Give back exactly the line that contains "the yellow table" and all the lines after it in the records below, to the very last, with no other output.

****

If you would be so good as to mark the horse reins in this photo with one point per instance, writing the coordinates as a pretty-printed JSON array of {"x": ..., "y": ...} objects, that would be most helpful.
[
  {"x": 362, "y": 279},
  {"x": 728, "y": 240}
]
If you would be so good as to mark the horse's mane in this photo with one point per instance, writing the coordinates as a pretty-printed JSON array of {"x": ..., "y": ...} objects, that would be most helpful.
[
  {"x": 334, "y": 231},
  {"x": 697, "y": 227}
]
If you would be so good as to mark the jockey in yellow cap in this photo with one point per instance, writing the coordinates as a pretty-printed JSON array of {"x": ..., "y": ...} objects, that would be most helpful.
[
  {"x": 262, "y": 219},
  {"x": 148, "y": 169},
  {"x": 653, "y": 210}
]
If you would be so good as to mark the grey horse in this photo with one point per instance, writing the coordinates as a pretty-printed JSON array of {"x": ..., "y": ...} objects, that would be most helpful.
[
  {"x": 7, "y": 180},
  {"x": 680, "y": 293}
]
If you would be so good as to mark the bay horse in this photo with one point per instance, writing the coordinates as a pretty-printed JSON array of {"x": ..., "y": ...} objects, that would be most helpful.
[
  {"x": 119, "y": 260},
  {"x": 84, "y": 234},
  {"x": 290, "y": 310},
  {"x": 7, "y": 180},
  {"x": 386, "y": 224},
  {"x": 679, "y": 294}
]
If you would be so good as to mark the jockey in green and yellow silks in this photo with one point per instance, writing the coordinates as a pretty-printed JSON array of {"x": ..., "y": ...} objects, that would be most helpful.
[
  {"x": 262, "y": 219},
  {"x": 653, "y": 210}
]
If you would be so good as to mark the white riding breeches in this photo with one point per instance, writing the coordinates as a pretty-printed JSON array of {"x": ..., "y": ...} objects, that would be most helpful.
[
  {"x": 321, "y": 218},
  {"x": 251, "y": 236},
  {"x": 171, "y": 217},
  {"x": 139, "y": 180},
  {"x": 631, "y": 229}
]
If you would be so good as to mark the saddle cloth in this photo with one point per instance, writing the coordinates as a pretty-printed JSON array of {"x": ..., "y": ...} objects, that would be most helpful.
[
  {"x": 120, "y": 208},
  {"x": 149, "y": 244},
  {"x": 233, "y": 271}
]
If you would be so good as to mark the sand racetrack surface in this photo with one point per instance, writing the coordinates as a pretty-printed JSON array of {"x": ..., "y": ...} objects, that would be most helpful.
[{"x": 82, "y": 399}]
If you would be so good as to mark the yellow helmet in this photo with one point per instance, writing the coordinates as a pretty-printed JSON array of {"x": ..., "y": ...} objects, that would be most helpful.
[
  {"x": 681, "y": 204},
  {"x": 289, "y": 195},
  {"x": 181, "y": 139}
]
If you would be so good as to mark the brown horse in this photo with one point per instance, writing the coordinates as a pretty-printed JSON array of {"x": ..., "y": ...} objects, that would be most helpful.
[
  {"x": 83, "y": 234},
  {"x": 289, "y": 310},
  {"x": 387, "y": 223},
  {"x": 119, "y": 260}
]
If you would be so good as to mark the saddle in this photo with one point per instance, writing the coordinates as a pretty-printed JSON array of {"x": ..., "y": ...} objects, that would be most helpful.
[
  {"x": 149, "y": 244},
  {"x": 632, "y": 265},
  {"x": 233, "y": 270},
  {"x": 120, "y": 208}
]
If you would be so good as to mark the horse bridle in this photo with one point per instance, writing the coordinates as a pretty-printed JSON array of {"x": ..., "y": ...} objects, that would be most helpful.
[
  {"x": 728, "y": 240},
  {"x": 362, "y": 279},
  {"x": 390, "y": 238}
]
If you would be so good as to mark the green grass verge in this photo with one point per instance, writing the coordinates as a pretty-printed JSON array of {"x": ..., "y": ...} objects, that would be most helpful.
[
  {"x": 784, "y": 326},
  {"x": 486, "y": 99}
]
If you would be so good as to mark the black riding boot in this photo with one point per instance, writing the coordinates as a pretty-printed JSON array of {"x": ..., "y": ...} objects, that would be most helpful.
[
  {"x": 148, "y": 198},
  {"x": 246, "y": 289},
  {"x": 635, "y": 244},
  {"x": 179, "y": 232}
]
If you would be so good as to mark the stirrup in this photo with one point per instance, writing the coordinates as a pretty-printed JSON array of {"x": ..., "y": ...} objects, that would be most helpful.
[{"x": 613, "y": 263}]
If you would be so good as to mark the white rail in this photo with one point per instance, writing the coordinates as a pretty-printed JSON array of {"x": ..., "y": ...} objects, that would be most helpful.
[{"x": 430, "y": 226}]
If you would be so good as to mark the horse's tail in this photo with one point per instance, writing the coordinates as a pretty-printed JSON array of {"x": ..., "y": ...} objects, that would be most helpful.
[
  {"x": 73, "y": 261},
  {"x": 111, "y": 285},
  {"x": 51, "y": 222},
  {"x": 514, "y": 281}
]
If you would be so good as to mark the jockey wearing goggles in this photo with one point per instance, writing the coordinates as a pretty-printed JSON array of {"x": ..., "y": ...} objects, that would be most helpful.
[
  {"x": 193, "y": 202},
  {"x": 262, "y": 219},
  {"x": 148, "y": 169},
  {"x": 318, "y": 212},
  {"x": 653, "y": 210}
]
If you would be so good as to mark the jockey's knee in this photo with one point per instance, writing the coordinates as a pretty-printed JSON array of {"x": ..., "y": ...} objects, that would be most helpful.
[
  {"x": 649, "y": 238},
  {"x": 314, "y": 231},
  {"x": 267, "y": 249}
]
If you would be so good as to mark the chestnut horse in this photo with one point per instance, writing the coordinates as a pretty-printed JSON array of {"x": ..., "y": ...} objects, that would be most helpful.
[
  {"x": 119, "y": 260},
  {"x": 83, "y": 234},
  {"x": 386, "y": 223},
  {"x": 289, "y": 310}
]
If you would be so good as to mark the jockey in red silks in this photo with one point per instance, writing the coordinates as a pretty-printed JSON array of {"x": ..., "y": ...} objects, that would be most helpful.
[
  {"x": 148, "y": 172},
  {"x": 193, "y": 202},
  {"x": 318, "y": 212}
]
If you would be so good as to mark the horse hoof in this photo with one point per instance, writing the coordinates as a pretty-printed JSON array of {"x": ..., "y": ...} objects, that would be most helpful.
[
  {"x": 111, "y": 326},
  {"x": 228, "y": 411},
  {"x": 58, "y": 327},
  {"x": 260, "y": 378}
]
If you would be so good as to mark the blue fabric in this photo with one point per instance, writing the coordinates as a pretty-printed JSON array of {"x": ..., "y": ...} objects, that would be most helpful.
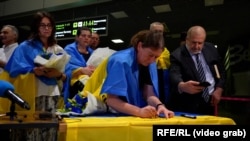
[
  {"x": 166, "y": 84},
  {"x": 122, "y": 77},
  {"x": 22, "y": 60},
  {"x": 76, "y": 61}
]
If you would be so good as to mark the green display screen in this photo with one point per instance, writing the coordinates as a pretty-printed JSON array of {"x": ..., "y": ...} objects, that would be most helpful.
[{"x": 68, "y": 29}]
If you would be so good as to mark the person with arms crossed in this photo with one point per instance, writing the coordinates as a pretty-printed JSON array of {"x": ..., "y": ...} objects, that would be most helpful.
[
  {"x": 41, "y": 42},
  {"x": 134, "y": 90},
  {"x": 191, "y": 64}
]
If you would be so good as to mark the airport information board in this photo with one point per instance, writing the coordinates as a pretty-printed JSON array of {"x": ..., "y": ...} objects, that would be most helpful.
[{"x": 68, "y": 29}]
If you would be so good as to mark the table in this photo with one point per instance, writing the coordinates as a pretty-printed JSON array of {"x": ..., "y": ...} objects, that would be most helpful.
[{"x": 125, "y": 128}]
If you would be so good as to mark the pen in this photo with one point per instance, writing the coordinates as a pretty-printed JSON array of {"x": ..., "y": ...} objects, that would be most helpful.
[{"x": 188, "y": 116}]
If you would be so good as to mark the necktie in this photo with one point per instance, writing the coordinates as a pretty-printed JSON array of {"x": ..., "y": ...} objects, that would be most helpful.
[{"x": 202, "y": 75}]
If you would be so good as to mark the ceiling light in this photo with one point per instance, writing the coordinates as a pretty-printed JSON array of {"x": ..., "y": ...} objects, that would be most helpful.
[
  {"x": 213, "y": 2},
  {"x": 117, "y": 41},
  {"x": 162, "y": 8},
  {"x": 119, "y": 14}
]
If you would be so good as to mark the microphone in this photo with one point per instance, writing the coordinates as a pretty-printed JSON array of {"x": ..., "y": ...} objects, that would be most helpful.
[{"x": 7, "y": 91}]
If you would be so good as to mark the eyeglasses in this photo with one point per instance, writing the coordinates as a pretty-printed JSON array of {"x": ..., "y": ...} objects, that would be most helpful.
[{"x": 49, "y": 26}]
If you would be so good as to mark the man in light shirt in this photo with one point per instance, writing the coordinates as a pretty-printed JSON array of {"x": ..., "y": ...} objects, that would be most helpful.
[{"x": 8, "y": 36}]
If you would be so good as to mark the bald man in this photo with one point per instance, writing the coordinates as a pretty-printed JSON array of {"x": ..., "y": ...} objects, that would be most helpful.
[
  {"x": 188, "y": 94},
  {"x": 8, "y": 36}
]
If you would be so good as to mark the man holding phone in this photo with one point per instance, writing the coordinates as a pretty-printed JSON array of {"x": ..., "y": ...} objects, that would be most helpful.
[{"x": 196, "y": 75}]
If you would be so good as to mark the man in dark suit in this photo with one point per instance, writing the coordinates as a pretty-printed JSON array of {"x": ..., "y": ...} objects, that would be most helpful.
[{"x": 187, "y": 95}]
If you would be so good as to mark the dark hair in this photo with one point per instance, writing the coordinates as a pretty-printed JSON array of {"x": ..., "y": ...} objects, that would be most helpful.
[
  {"x": 36, "y": 24},
  {"x": 152, "y": 39},
  {"x": 80, "y": 29}
]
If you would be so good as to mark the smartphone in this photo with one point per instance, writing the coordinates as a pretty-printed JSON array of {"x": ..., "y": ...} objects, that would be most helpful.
[{"x": 204, "y": 84}]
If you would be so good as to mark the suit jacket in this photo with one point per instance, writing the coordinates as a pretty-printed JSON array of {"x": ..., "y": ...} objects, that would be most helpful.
[{"x": 183, "y": 68}]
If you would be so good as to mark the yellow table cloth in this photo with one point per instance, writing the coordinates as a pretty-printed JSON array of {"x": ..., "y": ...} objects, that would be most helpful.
[{"x": 127, "y": 128}]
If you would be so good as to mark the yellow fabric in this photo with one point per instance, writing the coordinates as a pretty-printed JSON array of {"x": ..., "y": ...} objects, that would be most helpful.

****

Exercise solution
If you would be so good as to mark the yellow table cloth in this photo with one point per instance, writing the coordinates as a pretty-printed JSON array of {"x": ..., "y": ...} objects, that would be most helpful.
[{"x": 127, "y": 128}]
If you would be so good as to mark the yellow fabric in this photo with one point per instance, writing the coordinates as a pretty-printed JSON array of {"x": ..., "y": ...} objects, that would be most helpful.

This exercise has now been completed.